▶ _Exercise requirements_: Each line from the one containing "point(861, 242)" to the end of the records below should be restated word for word; please leave out all other lines.

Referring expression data
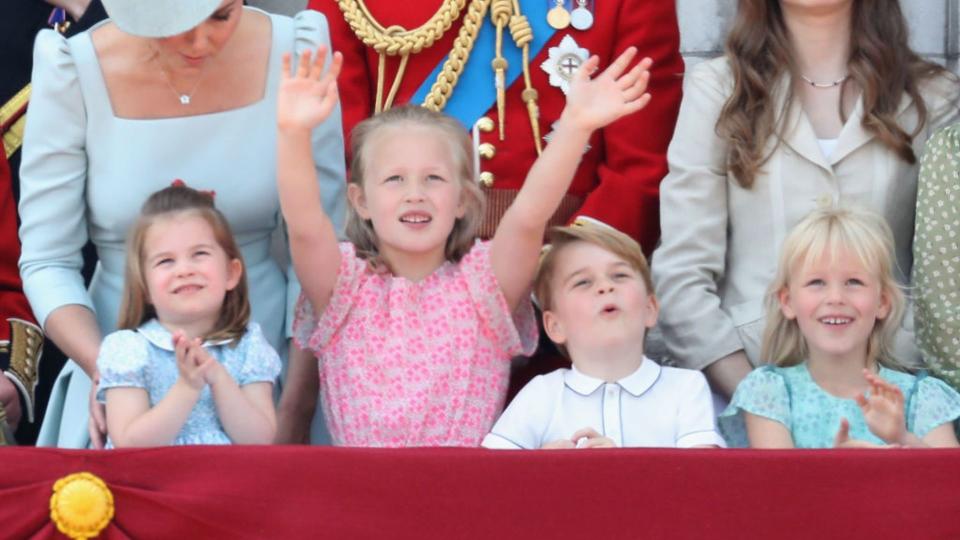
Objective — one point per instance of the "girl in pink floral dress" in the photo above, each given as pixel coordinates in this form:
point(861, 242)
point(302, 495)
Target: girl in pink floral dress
point(414, 321)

▶ _Exercise output_:
point(861, 242)
point(302, 495)
Target: girl in pink floral dress
point(414, 321)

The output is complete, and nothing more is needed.